**Texte proposé**

-----

CANNES 2019 – Rencontre avec Robert Rodriguez : créativité et retour aux sources

Le Festival de Cannes ce n’est pas uniquement des files d’attentes immenses pour voir un film, mendier une invitation pour le tapis rouge ou se faire recaler des séances les plus demandées. C’est aussi des évènements incroyables (et uniques) par ci par là, qui permettent au public de rencontrer des professionnels ou de découvrir un film et un univers particulier. Cette fois ci, après trois longues heures d’attente, j’ai eu la chance de participer à la masterclass organisée (par et) avec Robert Rodriguez, grand ami de Tarantino mais surtout réalisateur de El Mariachi (1993), Sin City (2003) ou plus récemment Alita : battle angel (2019). Un réalisateur qui ne fait pas partie de ceux qui me font vibrer mais plutôt de ceux qui m’interpellent notamment par leur travail technique et leur implication dans les œuvres. Personnage haut en couleurs, avec une forte personnalité, il a débarqué sur la scène de la Quinzaine des Réalisateurs avec son chapeau de cowboy et ses notes pour nous parler de son nouveau film RED 11 et de son histoire. Retour sur cette rencontre riche et passionnante.

Avant toute chose, re-contextualisons le travail de Rodriguez sur El Mariachi qui est le point de départ de sa carrière mais aussi de ce nouveau film : RED 11. Il faut savoir que pour son premier film, Robert Rodriguez n’avait pas un sous en poche. Il a donc pris le pari fou, de réaliser ce premier long métrage dans des conditions précaires : une équipe réduite, un réalisateur multi taches (scénariste, réalisateur, chef opérateur, monteur, producteur etc) et surtout, un budget minuscule de 7000 dollars.

Affiche du film El Mariachi de Robert Rodriguez (1993)

Un pari qui lui a permis d’acquérir des connaissances sur tous les métiers nécessaires à la création d’un film et surtout, qui lui a apporté la consécration puisque El Mariachi a remporté plus de 2 millions de dollars au box office et le prix du public au festival SUNDANCE ainsi qu’à DEAUVILLE en 1994. Un succès qui lui permettra de lancer sa carrière et également, de proposer une trilogie avec Desperados en 1995 et Il était une fois au Mexique en 2003 (Once Upon a time … in Mexico, titre qui n’est pas sans rappeler celui du nouveau film de son ami Quentin Tarantino, en compétition officielle à Cannes).

-----

**Informations fournies**
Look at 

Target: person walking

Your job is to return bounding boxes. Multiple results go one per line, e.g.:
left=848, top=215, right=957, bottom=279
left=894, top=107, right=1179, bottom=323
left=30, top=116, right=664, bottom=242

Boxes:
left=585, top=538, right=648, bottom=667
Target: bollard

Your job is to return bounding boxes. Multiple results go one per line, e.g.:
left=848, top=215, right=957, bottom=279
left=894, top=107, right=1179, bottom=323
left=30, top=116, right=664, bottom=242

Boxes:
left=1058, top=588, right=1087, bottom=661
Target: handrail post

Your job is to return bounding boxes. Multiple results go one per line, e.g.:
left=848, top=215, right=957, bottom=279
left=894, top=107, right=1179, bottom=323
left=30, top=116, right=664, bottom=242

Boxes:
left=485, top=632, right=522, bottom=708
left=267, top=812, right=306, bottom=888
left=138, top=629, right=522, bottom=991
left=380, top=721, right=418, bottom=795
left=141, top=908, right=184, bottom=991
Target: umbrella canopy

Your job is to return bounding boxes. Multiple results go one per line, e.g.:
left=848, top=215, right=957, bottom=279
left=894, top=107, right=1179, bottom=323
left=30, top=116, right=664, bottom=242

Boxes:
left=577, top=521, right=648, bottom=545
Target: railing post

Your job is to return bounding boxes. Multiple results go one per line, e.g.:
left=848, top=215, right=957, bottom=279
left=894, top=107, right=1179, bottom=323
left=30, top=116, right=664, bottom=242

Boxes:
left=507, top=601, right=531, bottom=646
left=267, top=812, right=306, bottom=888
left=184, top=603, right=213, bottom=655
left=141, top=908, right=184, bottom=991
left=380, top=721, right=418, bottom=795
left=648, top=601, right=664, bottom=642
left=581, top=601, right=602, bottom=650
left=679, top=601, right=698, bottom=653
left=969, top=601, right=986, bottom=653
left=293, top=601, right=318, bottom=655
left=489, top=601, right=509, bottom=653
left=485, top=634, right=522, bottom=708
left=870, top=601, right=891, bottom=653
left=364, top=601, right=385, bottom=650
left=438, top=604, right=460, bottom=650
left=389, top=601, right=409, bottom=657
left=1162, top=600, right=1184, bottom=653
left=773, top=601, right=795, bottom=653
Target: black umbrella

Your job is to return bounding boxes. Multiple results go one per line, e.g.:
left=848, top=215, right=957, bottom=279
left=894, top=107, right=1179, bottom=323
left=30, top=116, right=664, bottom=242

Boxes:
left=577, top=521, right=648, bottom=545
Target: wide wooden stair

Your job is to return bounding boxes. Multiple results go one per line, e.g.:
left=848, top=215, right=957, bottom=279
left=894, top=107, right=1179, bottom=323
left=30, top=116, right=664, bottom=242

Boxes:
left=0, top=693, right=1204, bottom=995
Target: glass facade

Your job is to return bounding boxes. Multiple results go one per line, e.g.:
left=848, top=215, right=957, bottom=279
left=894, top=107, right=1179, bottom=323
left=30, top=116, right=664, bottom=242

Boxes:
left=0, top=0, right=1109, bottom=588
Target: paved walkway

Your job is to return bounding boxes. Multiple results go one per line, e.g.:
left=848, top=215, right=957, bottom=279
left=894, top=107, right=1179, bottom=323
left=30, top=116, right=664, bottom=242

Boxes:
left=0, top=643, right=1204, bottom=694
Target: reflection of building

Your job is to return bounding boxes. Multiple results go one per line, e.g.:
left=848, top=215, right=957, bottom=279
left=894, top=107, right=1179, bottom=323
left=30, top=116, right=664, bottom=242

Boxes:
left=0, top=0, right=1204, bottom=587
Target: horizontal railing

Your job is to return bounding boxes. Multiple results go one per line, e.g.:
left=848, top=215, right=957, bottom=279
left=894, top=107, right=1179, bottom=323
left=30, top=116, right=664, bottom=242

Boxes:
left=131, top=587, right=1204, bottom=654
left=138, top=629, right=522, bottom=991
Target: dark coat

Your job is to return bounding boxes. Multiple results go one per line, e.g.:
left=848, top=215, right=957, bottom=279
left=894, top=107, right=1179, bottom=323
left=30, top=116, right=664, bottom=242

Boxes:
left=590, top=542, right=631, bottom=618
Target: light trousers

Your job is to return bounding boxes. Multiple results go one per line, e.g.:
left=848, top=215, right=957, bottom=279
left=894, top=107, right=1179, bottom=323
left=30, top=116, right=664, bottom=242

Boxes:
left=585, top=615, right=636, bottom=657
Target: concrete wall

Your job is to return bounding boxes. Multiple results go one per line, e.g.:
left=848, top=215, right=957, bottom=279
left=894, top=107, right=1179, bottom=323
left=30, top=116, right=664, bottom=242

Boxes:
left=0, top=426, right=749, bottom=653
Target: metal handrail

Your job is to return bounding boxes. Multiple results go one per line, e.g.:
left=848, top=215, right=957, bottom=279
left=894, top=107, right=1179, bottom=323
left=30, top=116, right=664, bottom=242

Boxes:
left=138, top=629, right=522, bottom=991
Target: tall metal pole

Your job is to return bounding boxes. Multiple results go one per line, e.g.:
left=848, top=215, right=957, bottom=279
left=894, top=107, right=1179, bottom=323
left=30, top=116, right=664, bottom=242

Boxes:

-----

**Objectif**
D'après l'article sur la masterclass de Robert Rodriguez, pourquoi El Mariachi a-t-il été réalisé dans des conditions précaires ? Répondez en une ou deux phrases.

**Réponse rédigée**
Pour son premier film, Robert Rodriguez n'avait pas d'argent. Il a donc tourné El Mariachi avec une équipe réduite et un budget de 7 000 dollars, en assurant lui-même plusieurs postes (scénariste, réalisateur, chef opérateur, monteur, producteur).